Reproduce the data that follows in its entirety, character for character.

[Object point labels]
----------------------------------------

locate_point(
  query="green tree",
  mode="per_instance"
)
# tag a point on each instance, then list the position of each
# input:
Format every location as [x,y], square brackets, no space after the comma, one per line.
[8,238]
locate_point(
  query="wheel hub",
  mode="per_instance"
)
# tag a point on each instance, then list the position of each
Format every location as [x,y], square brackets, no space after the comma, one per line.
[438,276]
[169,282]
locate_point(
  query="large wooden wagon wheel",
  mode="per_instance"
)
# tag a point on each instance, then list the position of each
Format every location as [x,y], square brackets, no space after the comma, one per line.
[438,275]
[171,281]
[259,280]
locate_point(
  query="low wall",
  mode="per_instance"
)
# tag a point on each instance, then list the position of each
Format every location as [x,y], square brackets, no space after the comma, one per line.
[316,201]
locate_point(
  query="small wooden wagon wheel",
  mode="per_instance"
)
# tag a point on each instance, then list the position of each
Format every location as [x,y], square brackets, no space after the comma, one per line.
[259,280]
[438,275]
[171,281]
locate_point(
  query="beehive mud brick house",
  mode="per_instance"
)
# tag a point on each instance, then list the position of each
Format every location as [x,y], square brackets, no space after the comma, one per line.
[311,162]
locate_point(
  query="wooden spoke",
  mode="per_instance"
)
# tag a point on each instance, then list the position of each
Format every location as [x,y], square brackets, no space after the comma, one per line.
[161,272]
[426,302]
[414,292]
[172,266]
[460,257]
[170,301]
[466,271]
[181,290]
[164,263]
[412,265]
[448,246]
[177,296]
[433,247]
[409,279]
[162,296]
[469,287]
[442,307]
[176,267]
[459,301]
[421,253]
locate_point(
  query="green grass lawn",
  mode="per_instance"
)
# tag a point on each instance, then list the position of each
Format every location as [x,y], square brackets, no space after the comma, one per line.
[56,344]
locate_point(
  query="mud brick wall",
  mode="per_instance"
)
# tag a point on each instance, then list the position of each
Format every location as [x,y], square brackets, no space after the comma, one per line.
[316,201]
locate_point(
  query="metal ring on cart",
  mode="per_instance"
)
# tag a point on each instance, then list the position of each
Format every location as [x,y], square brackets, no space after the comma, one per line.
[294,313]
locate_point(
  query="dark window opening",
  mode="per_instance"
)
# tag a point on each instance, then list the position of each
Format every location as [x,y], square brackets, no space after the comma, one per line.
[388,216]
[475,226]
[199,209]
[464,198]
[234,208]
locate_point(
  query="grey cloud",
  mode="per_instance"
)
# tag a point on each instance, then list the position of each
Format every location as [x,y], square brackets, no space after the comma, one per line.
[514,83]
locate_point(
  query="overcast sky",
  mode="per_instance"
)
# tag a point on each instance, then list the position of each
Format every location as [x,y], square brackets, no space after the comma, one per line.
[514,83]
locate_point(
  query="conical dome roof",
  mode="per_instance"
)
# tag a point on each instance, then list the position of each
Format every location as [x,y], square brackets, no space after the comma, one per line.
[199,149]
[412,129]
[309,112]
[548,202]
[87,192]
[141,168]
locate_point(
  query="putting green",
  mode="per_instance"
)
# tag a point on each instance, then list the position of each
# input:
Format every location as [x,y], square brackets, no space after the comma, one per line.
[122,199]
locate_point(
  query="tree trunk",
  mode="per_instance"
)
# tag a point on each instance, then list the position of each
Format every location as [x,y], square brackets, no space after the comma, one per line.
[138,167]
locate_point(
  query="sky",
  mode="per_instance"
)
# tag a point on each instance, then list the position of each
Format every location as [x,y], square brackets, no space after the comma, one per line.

----------------------------------------

RESPONSE TO THE EXERCISE:
locate_point(
  query="green tree",
  mode="per_instance"
)
# tag a point on each instance, then list the position of each
# input:
Format every location as [x,y], square brackets, no space after the comma, one per line.
[8,238]
locate_point(
  query="wheel hub",
  mode="per_instance"
)
# tag a point on each instance, then list the position of each
Format every location as [x,y], square brackets, no space after the comma, one per line.
[438,276]
[169,282]
locate_point(
  query="large wooden wagon wheel",
  mode="per_instance"
)
# tag a point on each instance, then list the position of each
Format every location as [x,y], square brackets, no space after the comma, one per line.
[438,275]
[171,281]
[259,280]
locate_point(
  query="low wall",
  mode="per_instance"
)
# tag a point on each instance, then list the position of each
Format every location as [x,y], square brackets, no space after the comma, one per line.
[316,201]
locate_point(
  query="small wooden wagon wheel",
  mode="per_instance"
)
# tag a point on each instance, then list the position of each
Format every location as [x,y], square brackets, no space after the comma, one per line.
[259,280]
[438,275]
[171,281]
locate_point(
  query="beehive mud brick house",
  mode="per_instance"
)
# tag a point on each instance, then list the position of each
Format every location as [x,y], square brackets, no space after the comma, one per line.
[311,162]
locate_point(
  query="wooden spoke",
  mode="per_instance"
)
# tag a point on each instance, then list the position of each
Format every location as [x,y], square brackets, no space after the comma, one per line.
[161,272]
[426,302]
[414,292]
[172,266]
[460,257]
[170,301]
[466,271]
[181,290]
[164,263]
[412,265]
[448,246]
[177,296]
[433,247]
[409,279]
[162,296]
[469,287]
[442,307]
[176,267]
[459,301]
[421,253]
locate_point(
  query="green grass lawn",
  mode="per_instance"
)
# tag a point on each instance, then list the position of each
Format every location as [x,y], square brackets, no space after the comma, one per line.
[56,344]
locate_point(
  query="mud brick wall",
  mode="per_instance"
)
# tag a point on each instance, then list the position of each
Format every location as [x,y], square brackets, no space after the comma, one per line.
[316,201]
locate_point(
  query="metal ring on cart",
  mode="per_instance"
)
# tag a point on each instance, then list the position of each
Format every location as [x,y], square brackets, no space after the comma, one per line.
[294,313]
locate_point(
  query="dark window opening",
  mode="per_instance"
)
# tag a point on each instance, then list the position of each
Format every location as [x,y], square brackets, no space after the comma, one per line.
[388,216]
[475,226]
[199,209]
[464,198]
[234,208]
locate_point(
  query="grey cloud",
  mode="per_instance"
)
# tag a point on each instance, then list the position of each
Format every location as [x,y], square brackets, no space after the comma, one per line.
[514,83]
locate_point(
  query="overcast sky",
  mode="per_instance"
)
# tag a point on each instance, then list the position of each
Format every location as [x,y], square brackets, no space after the comma, one per line.
[514,83]
locate_point(
  query="conical dome roof",
  mode="per_instance"
)
# tag a point on each instance, then list the position of each
Format every location as [x,y], square brackets, no space after the comma, one per line.
[199,149]
[412,129]
[309,112]
[548,202]
[87,192]
[141,168]
locate_point(
  query="putting green",
  mode="per_instance"
)
# tag a point on each instance, then list the position of each
# input:
Format every location as [x,y], square brackets, no space after the comma, one per line.
[122,199]
locate_point(
  query="tree trunk",
  mode="per_instance"
)
# tag a point on each instance, then list the position of each
Format every location as [x,y], square brackets, no space after the comma, one per line.
[138,167]
locate_point(
  query="sky",
  mode="per_instance"
)
# tag a point on each instance, then list the position of each
Format every location as [x,y], square brackets, no space after the comma, one per line.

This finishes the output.